* **WHAT IS EXPECTED**:
Reproduce every line of the items below without changing anything, but leave the pictures out.

──────── STORED DATA

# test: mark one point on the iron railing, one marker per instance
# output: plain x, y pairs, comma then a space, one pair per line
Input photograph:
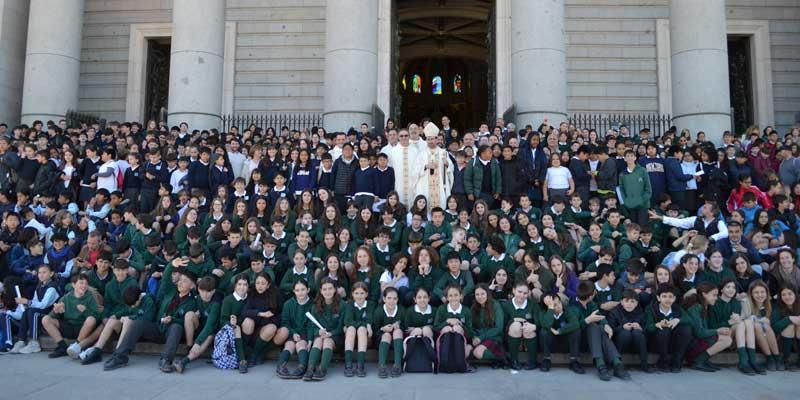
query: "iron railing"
658, 124
78, 119
274, 121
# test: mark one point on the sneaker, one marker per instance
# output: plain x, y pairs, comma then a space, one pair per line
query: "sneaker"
180, 365
621, 373
319, 375
576, 367
17, 347
74, 351
603, 374
546, 364
116, 361
93, 355
31, 347
59, 351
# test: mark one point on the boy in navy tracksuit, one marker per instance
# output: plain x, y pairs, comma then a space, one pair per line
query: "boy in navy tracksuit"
365, 182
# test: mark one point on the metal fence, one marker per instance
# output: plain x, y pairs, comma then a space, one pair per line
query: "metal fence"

────────────────

* **FULL OUTPUT**:
# test: mark one point on the iron railing, one marker per instance
# output: plain x, y pairs, comma then a space, one pair per line
Input photograph:
query: "iron railing"
658, 124
78, 119
274, 121
# test: mark one point on the sneaker, one marker per instance
# output: plain x, y pairs, comma then a space, one pair per line
query: "sneaker"
180, 365
621, 373
319, 375
576, 367
17, 347
74, 351
603, 374
546, 364
116, 361
93, 355
31, 347
59, 351
# test: mark one point on the boy in navy tracksuit, one marker per instance
# output: plain x, y pairs, comma then a space, one pair per line
query: "boy in navy tracksuit"
365, 182
# test: mark one point on the metal fence, one marker per instance
# output: plain x, y pairs, comma then a space, one pair per line
query: "metal fence"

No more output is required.